**Task objective**
This task calls for printing every entry exactly.

**Material supplied**
[Start of section]
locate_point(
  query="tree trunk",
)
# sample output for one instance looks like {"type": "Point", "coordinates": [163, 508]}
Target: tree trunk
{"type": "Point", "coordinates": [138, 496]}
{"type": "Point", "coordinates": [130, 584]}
[End of section]
**Answer to the exercise**
locate_point(
  query="tree trunk",
)
# sample output for one instance looks like {"type": "Point", "coordinates": [163, 508]}
Target: tree trunk
{"type": "Point", "coordinates": [138, 496]}
{"type": "Point", "coordinates": [130, 584]}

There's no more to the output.